### PROBLEM TO WORK ON
Below are several records. Retype exactly those lines running from the one with "Reviewer note: check that every instance of the human" through the one with "Reviewer note: check that every instance of the green twig", end lines included, and no others.

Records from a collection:

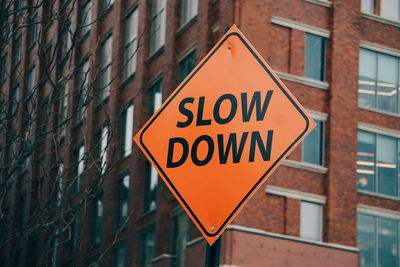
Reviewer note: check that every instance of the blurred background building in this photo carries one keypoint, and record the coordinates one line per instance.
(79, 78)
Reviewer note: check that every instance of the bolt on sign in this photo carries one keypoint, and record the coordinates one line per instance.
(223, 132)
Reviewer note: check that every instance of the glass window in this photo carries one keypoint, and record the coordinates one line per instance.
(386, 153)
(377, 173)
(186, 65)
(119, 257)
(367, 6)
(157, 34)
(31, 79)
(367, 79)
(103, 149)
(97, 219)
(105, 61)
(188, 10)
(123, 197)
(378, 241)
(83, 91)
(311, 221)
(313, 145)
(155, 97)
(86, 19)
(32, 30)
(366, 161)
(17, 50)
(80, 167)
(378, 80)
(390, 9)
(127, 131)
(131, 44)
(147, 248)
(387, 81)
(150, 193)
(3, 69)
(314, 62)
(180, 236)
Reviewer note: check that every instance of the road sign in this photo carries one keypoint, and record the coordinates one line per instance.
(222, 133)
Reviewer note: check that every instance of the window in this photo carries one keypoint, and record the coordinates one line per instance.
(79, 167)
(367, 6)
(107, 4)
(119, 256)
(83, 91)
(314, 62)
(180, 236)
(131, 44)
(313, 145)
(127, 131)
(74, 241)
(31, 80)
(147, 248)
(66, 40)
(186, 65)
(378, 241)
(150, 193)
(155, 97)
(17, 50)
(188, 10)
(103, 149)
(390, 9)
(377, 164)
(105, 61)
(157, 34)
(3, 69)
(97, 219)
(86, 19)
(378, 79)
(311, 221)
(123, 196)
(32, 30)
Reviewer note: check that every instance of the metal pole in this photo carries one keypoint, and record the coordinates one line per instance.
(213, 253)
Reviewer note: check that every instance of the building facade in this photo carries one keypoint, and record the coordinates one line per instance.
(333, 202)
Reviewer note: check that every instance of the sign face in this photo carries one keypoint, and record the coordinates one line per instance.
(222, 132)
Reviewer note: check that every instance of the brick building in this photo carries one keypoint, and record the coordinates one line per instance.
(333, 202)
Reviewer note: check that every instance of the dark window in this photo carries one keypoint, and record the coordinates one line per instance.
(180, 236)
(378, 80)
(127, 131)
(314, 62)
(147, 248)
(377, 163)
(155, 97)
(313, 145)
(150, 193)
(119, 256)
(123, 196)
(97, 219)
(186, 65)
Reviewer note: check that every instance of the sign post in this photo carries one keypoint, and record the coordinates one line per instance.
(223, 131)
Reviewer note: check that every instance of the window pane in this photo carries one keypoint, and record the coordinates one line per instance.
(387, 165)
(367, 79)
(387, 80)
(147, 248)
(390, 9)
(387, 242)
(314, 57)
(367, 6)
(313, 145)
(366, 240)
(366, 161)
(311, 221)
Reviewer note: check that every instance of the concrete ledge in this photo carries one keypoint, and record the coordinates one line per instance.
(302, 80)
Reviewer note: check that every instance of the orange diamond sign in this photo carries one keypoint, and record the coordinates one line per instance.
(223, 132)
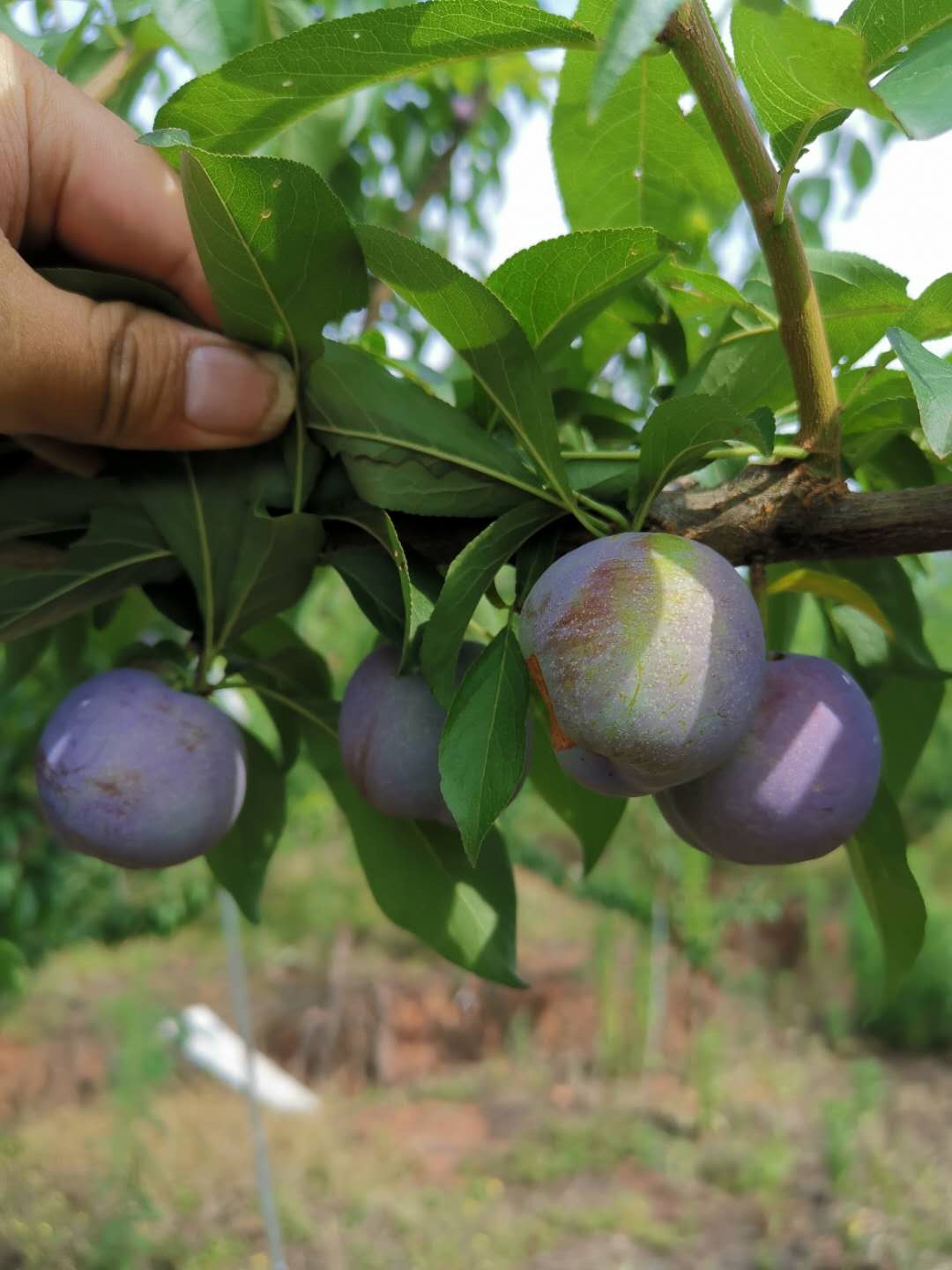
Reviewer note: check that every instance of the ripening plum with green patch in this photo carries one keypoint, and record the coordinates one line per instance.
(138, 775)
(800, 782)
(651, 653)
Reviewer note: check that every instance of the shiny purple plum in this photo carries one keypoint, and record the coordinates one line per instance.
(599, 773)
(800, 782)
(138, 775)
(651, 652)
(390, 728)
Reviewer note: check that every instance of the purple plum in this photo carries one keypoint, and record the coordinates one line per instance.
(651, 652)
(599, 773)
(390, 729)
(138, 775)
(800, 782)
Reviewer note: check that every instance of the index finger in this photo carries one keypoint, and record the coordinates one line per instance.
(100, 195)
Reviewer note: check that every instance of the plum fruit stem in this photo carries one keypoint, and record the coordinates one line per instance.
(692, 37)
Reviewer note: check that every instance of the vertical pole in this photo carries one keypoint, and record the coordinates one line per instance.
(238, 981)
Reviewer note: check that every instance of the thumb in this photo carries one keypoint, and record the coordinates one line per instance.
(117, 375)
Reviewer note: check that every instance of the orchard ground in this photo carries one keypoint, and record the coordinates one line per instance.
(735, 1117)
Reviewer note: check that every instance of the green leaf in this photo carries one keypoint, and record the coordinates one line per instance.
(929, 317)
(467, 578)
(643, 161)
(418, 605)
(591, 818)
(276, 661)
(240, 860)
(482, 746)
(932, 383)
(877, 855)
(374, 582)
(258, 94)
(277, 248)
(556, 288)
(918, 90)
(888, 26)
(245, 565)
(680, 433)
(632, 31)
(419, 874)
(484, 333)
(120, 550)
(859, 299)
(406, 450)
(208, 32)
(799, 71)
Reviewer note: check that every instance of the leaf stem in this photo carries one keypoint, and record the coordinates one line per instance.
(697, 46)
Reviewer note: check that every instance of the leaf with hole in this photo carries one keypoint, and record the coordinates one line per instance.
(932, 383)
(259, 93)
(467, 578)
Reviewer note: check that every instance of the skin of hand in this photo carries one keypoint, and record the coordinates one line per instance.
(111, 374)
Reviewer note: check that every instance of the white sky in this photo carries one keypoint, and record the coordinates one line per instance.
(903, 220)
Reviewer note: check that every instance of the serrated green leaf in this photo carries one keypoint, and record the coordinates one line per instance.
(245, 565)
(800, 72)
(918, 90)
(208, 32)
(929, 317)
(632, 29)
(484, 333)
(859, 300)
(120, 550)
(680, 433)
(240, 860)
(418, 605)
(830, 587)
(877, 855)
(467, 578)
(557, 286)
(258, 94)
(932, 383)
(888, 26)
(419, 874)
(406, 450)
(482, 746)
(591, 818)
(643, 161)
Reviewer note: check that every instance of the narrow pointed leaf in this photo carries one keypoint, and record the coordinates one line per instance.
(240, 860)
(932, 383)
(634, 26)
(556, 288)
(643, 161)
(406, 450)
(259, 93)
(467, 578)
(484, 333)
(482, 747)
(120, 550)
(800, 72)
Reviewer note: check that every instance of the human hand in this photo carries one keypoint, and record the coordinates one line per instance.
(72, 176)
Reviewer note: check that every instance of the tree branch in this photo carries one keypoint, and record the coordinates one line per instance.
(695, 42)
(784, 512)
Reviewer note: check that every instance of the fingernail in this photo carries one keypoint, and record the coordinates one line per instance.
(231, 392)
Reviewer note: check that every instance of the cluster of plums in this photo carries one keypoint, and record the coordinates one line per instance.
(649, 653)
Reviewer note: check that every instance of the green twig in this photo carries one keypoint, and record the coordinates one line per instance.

...

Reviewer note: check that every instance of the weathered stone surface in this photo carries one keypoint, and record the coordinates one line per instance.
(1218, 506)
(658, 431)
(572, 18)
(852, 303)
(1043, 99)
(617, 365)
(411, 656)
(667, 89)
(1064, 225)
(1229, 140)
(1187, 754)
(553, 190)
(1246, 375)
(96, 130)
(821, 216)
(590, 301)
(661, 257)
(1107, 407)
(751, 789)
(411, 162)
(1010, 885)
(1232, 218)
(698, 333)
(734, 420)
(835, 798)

### TASK RESPONSE
Reviewer note: check that every instance of the human hand in this photo carries one keypoint, and record the coordinates one line per instance.
(72, 176)
Reviewer note: check that every instance of the tree branch in this photo carries one keypoint, and record the coordinates one line per instance.
(695, 42)
(784, 512)
Reviewer note: check that every instance of the fingernail in this photo carries one keypoint, and record the coordinates one line per instance.
(231, 392)
Reviewer note: check that every instance of the cluster of plums in this photo carries one keypoint, and record the coordinates one line per instance.
(649, 653)
Reviewer note: check that every instance of the green twig in this photo carries one keypoint, and record the coordinates one line per instance.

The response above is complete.